*WHAT YOU WILL DO*:
Repeat exactly the lines from the one containing "Target: van tire" through the last line of the records below, both included, and nothing else.

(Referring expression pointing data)

=== Section Start ===

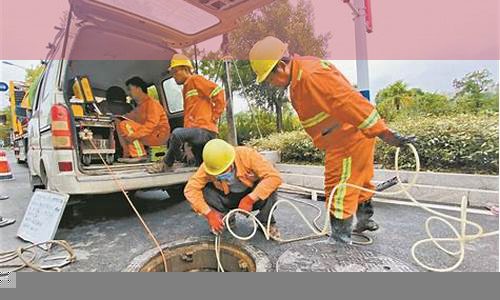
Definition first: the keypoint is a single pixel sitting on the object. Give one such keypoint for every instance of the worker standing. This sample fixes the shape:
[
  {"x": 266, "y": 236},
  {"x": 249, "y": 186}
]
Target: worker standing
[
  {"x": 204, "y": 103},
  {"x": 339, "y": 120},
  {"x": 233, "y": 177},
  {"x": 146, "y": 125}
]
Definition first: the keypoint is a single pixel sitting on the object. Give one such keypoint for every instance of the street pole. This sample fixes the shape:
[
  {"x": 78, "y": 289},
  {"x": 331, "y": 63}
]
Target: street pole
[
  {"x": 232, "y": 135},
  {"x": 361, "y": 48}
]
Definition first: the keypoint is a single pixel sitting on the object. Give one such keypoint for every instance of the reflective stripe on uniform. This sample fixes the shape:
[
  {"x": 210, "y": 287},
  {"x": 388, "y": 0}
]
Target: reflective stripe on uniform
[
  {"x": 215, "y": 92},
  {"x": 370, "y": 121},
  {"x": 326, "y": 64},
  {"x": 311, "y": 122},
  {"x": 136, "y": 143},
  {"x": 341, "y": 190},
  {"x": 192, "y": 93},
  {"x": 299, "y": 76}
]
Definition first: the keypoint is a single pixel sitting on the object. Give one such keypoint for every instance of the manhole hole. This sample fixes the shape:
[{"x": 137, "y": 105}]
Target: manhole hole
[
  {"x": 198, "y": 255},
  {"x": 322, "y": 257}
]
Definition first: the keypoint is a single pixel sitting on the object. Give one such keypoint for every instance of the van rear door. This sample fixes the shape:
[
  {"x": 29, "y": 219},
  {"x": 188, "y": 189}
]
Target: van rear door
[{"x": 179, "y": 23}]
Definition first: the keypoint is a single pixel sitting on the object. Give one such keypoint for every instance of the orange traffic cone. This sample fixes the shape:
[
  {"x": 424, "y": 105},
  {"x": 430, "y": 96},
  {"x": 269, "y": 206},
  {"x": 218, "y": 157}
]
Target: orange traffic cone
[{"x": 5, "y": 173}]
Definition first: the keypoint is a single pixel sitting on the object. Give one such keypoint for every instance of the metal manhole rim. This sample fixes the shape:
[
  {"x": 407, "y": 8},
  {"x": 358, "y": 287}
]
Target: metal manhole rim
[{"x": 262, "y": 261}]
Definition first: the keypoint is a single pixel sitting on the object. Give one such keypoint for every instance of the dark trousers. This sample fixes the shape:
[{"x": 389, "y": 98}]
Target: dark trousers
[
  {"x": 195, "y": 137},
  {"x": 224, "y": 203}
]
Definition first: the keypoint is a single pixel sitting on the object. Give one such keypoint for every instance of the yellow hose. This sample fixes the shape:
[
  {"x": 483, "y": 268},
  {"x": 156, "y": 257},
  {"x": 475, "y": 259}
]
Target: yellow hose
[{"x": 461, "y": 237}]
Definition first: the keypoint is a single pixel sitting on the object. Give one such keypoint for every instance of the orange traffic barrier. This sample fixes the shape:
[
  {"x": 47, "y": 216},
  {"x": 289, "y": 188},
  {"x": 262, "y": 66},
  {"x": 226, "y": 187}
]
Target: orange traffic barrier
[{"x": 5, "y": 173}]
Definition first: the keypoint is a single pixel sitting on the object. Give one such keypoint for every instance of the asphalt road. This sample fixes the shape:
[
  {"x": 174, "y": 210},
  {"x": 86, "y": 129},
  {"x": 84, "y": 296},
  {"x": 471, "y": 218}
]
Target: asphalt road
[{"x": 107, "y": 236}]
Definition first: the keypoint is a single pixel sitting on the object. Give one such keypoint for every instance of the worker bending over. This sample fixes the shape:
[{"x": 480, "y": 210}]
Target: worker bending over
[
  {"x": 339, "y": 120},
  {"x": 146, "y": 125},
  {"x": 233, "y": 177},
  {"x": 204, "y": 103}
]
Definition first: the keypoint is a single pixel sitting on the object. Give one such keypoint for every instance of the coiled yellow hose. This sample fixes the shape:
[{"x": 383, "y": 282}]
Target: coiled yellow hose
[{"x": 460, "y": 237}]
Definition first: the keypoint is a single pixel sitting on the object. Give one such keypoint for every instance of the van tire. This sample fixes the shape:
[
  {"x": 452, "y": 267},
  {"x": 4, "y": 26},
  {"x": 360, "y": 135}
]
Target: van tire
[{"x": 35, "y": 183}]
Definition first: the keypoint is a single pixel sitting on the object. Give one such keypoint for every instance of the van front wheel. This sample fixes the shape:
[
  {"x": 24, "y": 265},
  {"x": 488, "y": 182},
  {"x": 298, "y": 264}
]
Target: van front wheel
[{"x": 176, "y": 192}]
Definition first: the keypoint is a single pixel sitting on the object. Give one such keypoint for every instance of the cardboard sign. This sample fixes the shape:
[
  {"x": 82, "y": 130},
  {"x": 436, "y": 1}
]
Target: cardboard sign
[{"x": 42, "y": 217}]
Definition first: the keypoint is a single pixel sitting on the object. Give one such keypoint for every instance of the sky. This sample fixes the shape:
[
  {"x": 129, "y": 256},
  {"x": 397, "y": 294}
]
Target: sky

=== Section End ===

*WRITTEN SOLUTION*:
Target: van tire
[{"x": 35, "y": 183}]
Definition first: the keypoint is a single pixel sitting on the object. Give one such keypoint for every instance of the van front wheel. This sample fixes the shape:
[
  {"x": 24, "y": 265},
  {"x": 488, "y": 182},
  {"x": 298, "y": 264}
]
Target: van front wheel
[{"x": 176, "y": 192}]
Definition first: the keypoint is a single pixel sitting on the object. Give one such keypoint for every instance of the cardboard sign. This sample fixes the shape:
[
  {"x": 82, "y": 130},
  {"x": 436, "y": 1}
]
Target: cardboard sign
[{"x": 42, "y": 217}]
Definition first: the keypoint is a single pixel sitting on the object. Give one such keypoint for every instance of the sky. This sample fixes the shape:
[
  {"x": 129, "y": 256},
  {"x": 397, "y": 294}
]
Target: sky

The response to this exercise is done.